HoldenKarnofsky comments on Anthropic is (probably) not meeting its RSP security commitments

HoldenKarnofsky 21 Jan 2026 4:20 UTC
2 points
0
There are a number of things you say here that don’t seem right to me and/or aren’t capturing the intent of what I said. I prefer not to get into all of it, but just a couple of notes:
- My current impression is that we are “highly protected against most attackers’ attempts at stealing model weights,” specifically highly protected against the groups listed as “in scope” (which I think of as including employees at partner orgs who have physical access to machines but not authorized access to weights), and broadly in line with the letter and spirit of the ASL-3 Security Standard. This isn’t my call and I am not up on all of the details of how we’ve vetted the security controls for partners, but it’s my impression.
- An attacker being out of scope for the ASL-3 Security Standard does not meant “Anthropic wouldn’t consider it a security incident” if they stole (i.e., exfiltrated/improperly used) important assets.
- habryka 21 Jan 2026 19:12 UTC
  2 points
  0
  Parent
  Thank you for the clarification!
  In particular the first bullet point seems important and clear. I currently think this is unlikely to be true (assuming that e.g. most people in datacenter management and executives at these companies do not have authorized access to weights), but I don’t really know how to progress from here. I might write more if I happen to talk to more people in the field about it.
  An attacker being out of scope for the ASL-3 Security Standard does not meant “Anthropic wouldn’t consider it a security incident” if they stole (i.e., exfiltrated/improperly used) important assets.
  That makes sense, though to be clear I was not trying to equate those two. I was saying “Anthropic wouldn’t consider it a security incident if someone with authorized model access were to use those weights how they see fit”. I.e. I was equating authorized access with Anthropic wouldn’t consider it a security incident if they did stuff with the weights.
  But thinking more about it, it does seem like there is a natural difference between “authorized access to model weights” and “authorized to transfer model weights to new machines” or “authorized to perform operations on model weights without extensive logging”, and it makes sense to treat the latter as a security breach even if someone is authorized to access model weights in some sense.

- RECORDED INFORMATION:
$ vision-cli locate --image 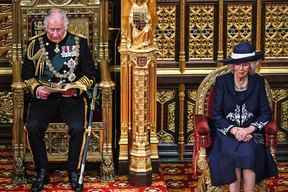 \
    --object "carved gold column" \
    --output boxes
[99,0,115,180]
[128,48,155,185]
[217,0,224,63]
[256,0,262,51]
[119,0,159,185]
[10,0,25,182]
[179,0,186,73]
[119,0,131,174]
[148,46,159,162]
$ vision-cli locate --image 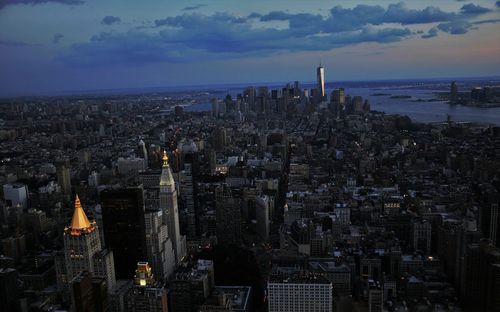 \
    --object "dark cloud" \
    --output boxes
[182,4,207,11]
[422,27,438,39]
[101,15,121,25]
[0,39,31,47]
[0,0,84,10]
[258,3,459,32]
[437,21,472,35]
[460,3,492,15]
[52,33,64,44]
[472,18,500,25]
[59,3,492,66]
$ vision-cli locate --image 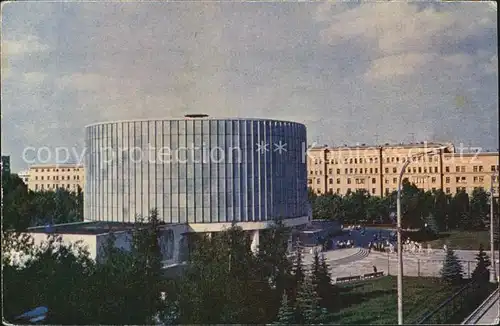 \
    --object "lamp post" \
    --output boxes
[490,170,498,282]
[396,146,445,325]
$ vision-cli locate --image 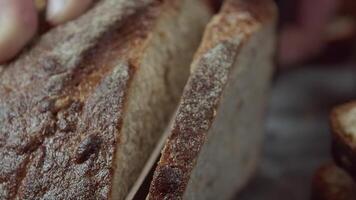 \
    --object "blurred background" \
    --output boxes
[236,0,356,200]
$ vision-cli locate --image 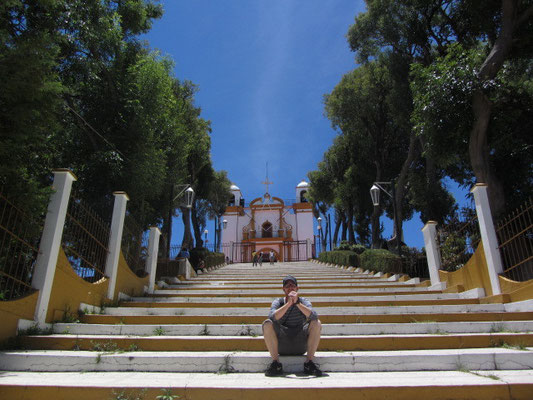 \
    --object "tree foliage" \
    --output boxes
[0,0,230,247]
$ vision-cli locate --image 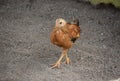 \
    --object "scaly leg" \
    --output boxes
[51,50,67,69]
[65,51,71,64]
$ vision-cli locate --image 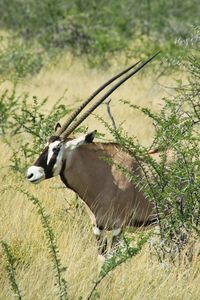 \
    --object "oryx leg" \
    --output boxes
[111,228,121,250]
[93,225,107,256]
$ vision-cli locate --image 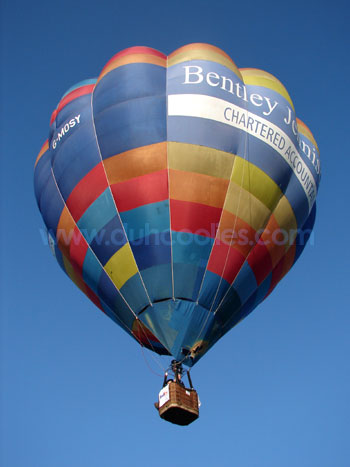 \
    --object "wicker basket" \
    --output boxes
[158,381,199,425]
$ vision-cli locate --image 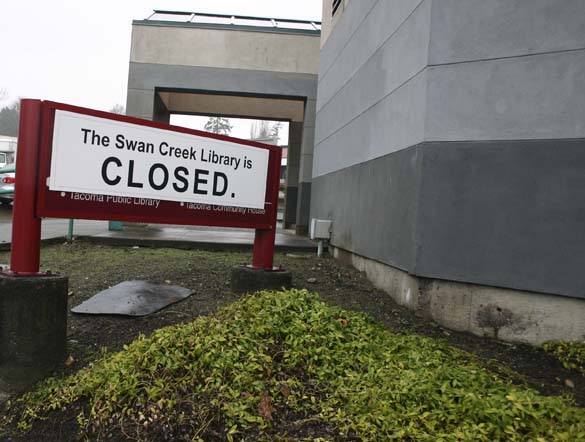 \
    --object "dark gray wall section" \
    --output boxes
[284,186,299,229]
[311,147,421,271]
[414,140,585,298]
[152,94,171,124]
[311,140,585,298]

- WORK ORDER A:
Rewrite the passage of the forum thread on Anthropic's security commitments from "- An attacker" up to and including "field about it.", replacing "clarification" with "explanation".
- WORK ORDER B:
In the forum thread on Anthropic's security commitments, shorten the paragraph beginning "But thinking more about it" while keeping its main facts.
- WORK ORDER C:
Continue the forum thread on Anthropic's security commitments from its final sentence onward.

- EXPECTED OUTPUT A:
- An attacker being out of scope for the ASL-3 Security Standard does not meant “Anthropic wouldn’t consider it a security incident” if they stole (i.e., exfiltrated/improperly used) important assets.
- habryka 21 Jan 2026 19:12 UTC
  2 points
  0
  Parent
  Thank you for the explanation!
  In particular the first bullet point seems important and clear. I currently think this is unlikely to be true (assuming that e.g. most people in datacenter management and executives at these companies do not have authorized access to weights), but I don’t really know how to progress from here. I might write more if I happen to talk to more people in the field about it.

- EXPECTED OUTPUT B:
On reflection, "authorized access to model weights" differs naturally from being "authorized to transfer model weights to new machines" or "authorized to perform operations on model weights without extensive logging." Treating those latter actions as a security breach makes sense even when someone is authorized to access the weights in some sense.

- EXPECTED OUTPUT C:
  This still leaves me in a kind of confused spot with regards to the security model here. From my perspective this still leaves hundreds of people^[1] in the world who have both opportunity and motive to gain access to Anthropic model weights, with a bunch of people clearly outside of Anthropic and with misaligned interests to Anthropic being labeled “sophisticated insiders” and therefore excluded from the threat model in a way that really isn’t obvious from reading the RSP.
  And it’s not like I have no sympathy for the difficulty of getting this all right, but the attack surface here feels very different than the one I was expecting to be covered when reading the RSP.
  Overall, again, thanks for you taking the time to clarify things here. Given the first point it does seem like we have a disagreement about whether Anthropic is currently meeting its commitments, but it’s not super clear whether it’s worth either of our time to dig into it more.
  1. ^
    Maybe only tens, since I don’t actually know who you currently consider to have authorized access to model weights at these other companies, which I think would be less concerning, though doesn’t change things that much if it e.g. includes all the top-level executives at these other companies who have the biggest motive.
  - HoldenKarnofsky 27 Jan 2026 6:14 UTC
    4 points
    0
    Parent
    Nothing more to add for now, thanks for the response!